* Begin DATASET EXCERPTS *
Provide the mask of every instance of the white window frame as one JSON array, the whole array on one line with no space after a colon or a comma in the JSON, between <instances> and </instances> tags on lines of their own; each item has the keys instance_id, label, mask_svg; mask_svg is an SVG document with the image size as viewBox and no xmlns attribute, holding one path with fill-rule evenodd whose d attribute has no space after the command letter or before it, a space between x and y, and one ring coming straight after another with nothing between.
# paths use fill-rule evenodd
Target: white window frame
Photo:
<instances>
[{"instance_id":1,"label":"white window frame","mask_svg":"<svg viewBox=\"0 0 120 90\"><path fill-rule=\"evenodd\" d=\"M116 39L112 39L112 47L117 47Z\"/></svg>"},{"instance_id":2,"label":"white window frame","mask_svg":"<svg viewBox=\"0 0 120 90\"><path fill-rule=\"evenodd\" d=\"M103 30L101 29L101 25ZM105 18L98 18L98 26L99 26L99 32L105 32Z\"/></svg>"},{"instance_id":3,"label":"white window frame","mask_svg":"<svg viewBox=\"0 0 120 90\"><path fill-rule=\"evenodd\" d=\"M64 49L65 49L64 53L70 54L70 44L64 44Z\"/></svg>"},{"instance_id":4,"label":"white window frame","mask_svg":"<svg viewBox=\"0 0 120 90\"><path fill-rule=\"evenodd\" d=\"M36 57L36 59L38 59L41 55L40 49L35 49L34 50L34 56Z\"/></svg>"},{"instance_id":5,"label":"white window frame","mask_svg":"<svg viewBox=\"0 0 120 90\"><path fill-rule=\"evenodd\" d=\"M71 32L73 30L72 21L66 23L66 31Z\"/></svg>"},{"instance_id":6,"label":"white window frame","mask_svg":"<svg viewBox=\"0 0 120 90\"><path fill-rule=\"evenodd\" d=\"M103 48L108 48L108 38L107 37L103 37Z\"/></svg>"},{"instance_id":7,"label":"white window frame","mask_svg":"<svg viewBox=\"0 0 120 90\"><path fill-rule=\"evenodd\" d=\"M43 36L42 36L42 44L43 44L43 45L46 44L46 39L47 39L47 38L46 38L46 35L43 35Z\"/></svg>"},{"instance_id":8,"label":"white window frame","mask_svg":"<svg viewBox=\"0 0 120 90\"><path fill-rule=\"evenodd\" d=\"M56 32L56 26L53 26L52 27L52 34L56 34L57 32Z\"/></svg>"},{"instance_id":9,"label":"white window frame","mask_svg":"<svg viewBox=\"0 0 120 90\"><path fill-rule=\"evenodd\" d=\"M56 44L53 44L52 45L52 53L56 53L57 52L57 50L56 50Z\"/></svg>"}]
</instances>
* End DATASET EXCERPTS *
**TASK DESCRIPTION:**
Word for word, extract all the records.

**REPLY:**
Provide the mask of every instance of the white window frame as one JSON array, the whole array on one line with no space after a colon or a comma in the JSON, between <instances> and </instances> tags on lines of their own; each item has the keys instance_id, label, mask_svg; mask_svg is an SVG document with the image size as viewBox and no xmlns attribute, holding one path with fill-rule evenodd whose d attribute has no space after the command letter or before it, a space between x and y, and one ring coming straight after another with nothing between.
# paths use fill-rule evenodd
Target: white window frame
Photo:
<instances>
[{"instance_id":1,"label":"white window frame","mask_svg":"<svg viewBox=\"0 0 120 90\"><path fill-rule=\"evenodd\" d=\"M116 39L112 39L112 47L117 47Z\"/></svg>"},{"instance_id":2,"label":"white window frame","mask_svg":"<svg viewBox=\"0 0 120 90\"><path fill-rule=\"evenodd\" d=\"M103 30L101 29L101 25ZM105 18L98 18L98 26L99 26L99 32L105 32Z\"/></svg>"},{"instance_id":3,"label":"white window frame","mask_svg":"<svg viewBox=\"0 0 120 90\"><path fill-rule=\"evenodd\" d=\"M64 49L65 49L64 53L70 54L70 44L64 44Z\"/></svg>"},{"instance_id":4,"label":"white window frame","mask_svg":"<svg viewBox=\"0 0 120 90\"><path fill-rule=\"evenodd\" d=\"M36 57L36 59L38 59L41 55L40 49L35 49L34 50L34 56Z\"/></svg>"},{"instance_id":5,"label":"white window frame","mask_svg":"<svg viewBox=\"0 0 120 90\"><path fill-rule=\"evenodd\" d=\"M71 32L73 30L72 21L66 23L66 31Z\"/></svg>"},{"instance_id":6,"label":"white window frame","mask_svg":"<svg viewBox=\"0 0 120 90\"><path fill-rule=\"evenodd\" d=\"M103 48L108 48L108 38L107 37L103 37Z\"/></svg>"},{"instance_id":7,"label":"white window frame","mask_svg":"<svg viewBox=\"0 0 120 90\"><path fill-rule=\"evenodd\" d=\"M43 36L42 36L42 44L43 44L43 45L46 44L46 39L47 39L47 38L46 38L46 35L43 35Z\"/></svg>"},{"instance_id":8,"label":"white window frame","mask_svg":"<svg viewBox=\"0 0 120 90\"><path fill-rule=\"evenodd\" d=\"M56 32L56 26L53 26L52 27L52 34L56 34L57 32Z\"/></svg>"},{"instance_id":9,"label":"white window frame","mask_svg":"<svg viewBox=\"0 0 120 90\"><path fill-rule=\"evenodd\" d=\"M56 44L53 44L52 45L52 53L56 53L57 52L57 50L56 50Z\"/></svg>"}]
</instances>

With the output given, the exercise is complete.